**Selected extract:**
Licensee's Basis for Relief (as stated):
These line segments between the manual isolation valves (or between the manual isolation valve and blind flange) serve as open or closed end drains, fill, vent or test lines. All of the segments are short, the closed end drains less than 18 inches and the open end segments less than 12 inches on average; and small diameter, being 3/4 inch NPS [nominal pipe size] except for three at 1 inch NPS and four at 2 inch NPS. None of the isolation valves are capable of automatic closure. The line segments are not normally pressurized. Line pressure may exist due to first off valve leakby and thermal effects.
The [ASME] Code 10-year pressure test (as required by [ASME] Code Case N-498-1) is impractical, and relief is requested for the following reasons:
a)
Using system pressure to test these line segments would require opening the first off manual valve in Mode 3 (hot standby) to pressurize between the two valves or valve and blind flange. However, pressure testing in this manner would result in violation of the Class 1 system requirement for double isolation valve protection.

**Record excerpts:**
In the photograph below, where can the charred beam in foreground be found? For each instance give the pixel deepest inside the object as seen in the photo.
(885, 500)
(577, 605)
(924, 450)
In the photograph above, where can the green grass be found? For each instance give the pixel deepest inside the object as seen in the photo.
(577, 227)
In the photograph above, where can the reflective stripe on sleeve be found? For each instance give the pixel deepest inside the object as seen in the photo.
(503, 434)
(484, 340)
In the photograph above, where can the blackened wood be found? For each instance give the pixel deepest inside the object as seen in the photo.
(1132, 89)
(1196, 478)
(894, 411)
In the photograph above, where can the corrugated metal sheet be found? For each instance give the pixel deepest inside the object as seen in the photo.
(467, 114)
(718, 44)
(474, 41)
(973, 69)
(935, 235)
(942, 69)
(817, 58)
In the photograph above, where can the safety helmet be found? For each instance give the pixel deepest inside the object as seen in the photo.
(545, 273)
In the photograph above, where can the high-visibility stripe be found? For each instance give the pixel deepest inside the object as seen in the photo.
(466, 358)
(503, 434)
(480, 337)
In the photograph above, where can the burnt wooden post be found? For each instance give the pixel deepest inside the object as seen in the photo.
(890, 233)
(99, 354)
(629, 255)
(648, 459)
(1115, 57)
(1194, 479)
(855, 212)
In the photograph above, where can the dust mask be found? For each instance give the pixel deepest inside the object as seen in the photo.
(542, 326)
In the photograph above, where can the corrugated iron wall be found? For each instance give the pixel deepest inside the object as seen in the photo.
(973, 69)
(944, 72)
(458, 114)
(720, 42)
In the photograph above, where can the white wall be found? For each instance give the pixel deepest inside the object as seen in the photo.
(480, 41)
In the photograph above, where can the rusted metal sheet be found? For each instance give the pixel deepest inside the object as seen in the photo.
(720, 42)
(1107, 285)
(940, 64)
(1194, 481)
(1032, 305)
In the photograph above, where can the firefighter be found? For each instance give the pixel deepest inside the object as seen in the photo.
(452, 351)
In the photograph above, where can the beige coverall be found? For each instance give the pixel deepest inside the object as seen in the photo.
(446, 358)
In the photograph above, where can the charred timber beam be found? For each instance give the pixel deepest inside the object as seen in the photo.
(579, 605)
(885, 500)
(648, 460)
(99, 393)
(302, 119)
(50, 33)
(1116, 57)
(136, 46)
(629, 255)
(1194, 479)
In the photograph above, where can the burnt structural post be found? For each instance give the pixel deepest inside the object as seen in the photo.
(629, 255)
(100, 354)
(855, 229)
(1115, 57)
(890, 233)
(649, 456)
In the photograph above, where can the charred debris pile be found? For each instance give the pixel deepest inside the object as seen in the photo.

==

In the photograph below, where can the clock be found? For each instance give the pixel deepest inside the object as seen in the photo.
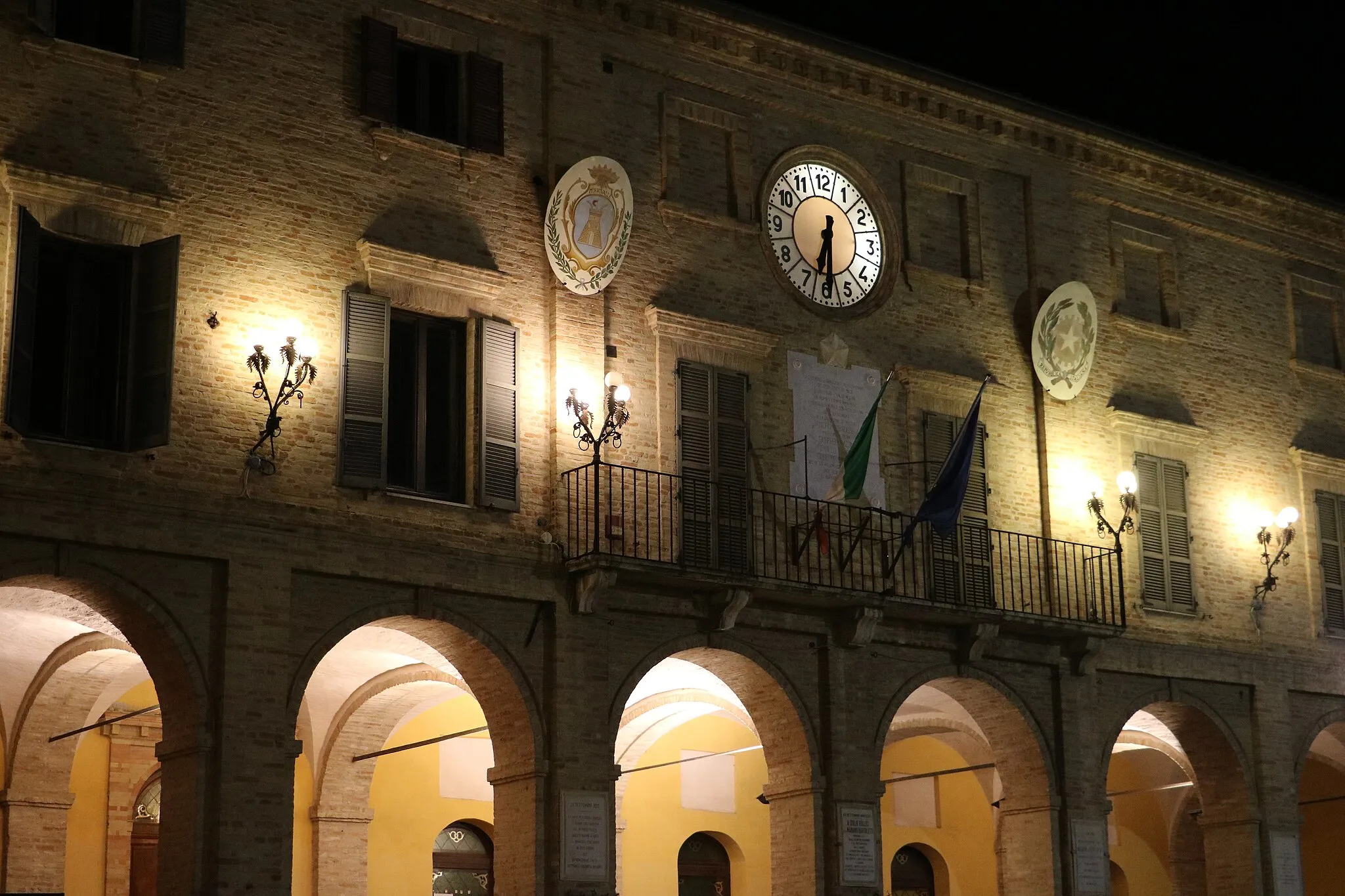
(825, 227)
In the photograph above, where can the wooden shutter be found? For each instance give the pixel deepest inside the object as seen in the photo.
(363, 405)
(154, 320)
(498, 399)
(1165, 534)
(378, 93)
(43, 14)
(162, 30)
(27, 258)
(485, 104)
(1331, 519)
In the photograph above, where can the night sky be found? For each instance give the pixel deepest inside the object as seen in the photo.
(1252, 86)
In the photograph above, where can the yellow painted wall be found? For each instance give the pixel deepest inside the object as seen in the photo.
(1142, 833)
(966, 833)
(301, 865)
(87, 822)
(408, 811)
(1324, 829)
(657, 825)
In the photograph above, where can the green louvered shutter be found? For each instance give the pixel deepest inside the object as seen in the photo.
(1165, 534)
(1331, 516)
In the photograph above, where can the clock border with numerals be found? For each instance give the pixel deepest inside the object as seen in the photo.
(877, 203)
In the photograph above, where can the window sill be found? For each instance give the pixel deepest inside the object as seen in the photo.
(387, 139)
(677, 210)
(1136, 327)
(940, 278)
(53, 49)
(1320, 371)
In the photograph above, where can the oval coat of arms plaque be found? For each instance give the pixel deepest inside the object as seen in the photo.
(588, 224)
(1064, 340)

**To be done:**
(1) Answer these questions about the relief request:
(a) What nominal pipe size do most of the line segments have?
(b) Which Code Case requires the 10-year pressure test?
(c) In which mode would the first off manual valve have to be opened to test the segments with system pressure?
(2) Reproduce the rows word for word, starting with the row that contains "In the photograph below, where can the charred" and going on through the row that contains "(1032, 305)". Give only those rows.
The text and the rows have nothing to do with each other.

**Exercise answers:**
(1)
(a) 3/4 inch NPS.
(b) ASME Code Case N-498-1.
(c) Mode 3 (hot standby).

(2)
In the photograph below, where can the charred beam in foreground be found? For each instance give the pixel deepest inside the object as seen in the photo.
(885, 500)
(577, 605)
(924, 450)
In the photograph above, where can the green grass be found? For each instance give the pixel deepest inside the object as seen in the photo.
(577, 227)
In the photograph above, where can the reflective stripe on sleeve be found? For each instance give the pixel deepest inside the object as seen in the photo.
(503, 434)
(484, 340)
In the photograph above, where can the blackened wood be found? For each instance give the pixel deepest inside the object as seen in the photo.
(1132, 89)
(1196, 478)
(894, 411)
In the photograph above, where can the corrugated metal sheet be found? For each instance give the pixel deepest inside the object as seen in the photo.
(467, 114)
(718, 44)
(474, 41)
(973, 69)
(935, 235)
(942, 69)
(817, 58)
In the photograph above, where can the safety helmet be found? For each instance give the pixel deepest inside the object as seen in the photo.
(545, 273)
In the photograph above, where can the high-visibility stripe be found? For each instance give the pixel deepest inside the object as seen in the photo.
(466, 358)
(503, 434)
(480, 337)
In the photograph above, where can the burnt wooden post be found? For each instance give the pixel deepest inside the object as seen in the photo.
(890, 233)
(99, 354)
(629, 255)
(648, 459)
(1115, 57)
(1194, 479)
(855, 212)
In the photograph above, where can the dust mask be found? For each instance give the pixel deepest inside the object as seen in the photo.
(542, 326)
In the photograph above, where can the corrugated iron wall be found? For each instance give the pixel deepest inside the object as seen in the photo.
(973, 69)
(944, 72)
(458, 114)
(720, 42)
In the photograph above, where can the white wall be found? For each instance give the pixel deepest inside the object as seen in the photo.
(480, 41)
In the photograph above, where can the rusted metal sheet be found? For each instance give the pixel deepest inside the object as seen in the photo.
(720, 42)
(1107, 285)
(940, 64)
(1194, 481)
(1032, 305)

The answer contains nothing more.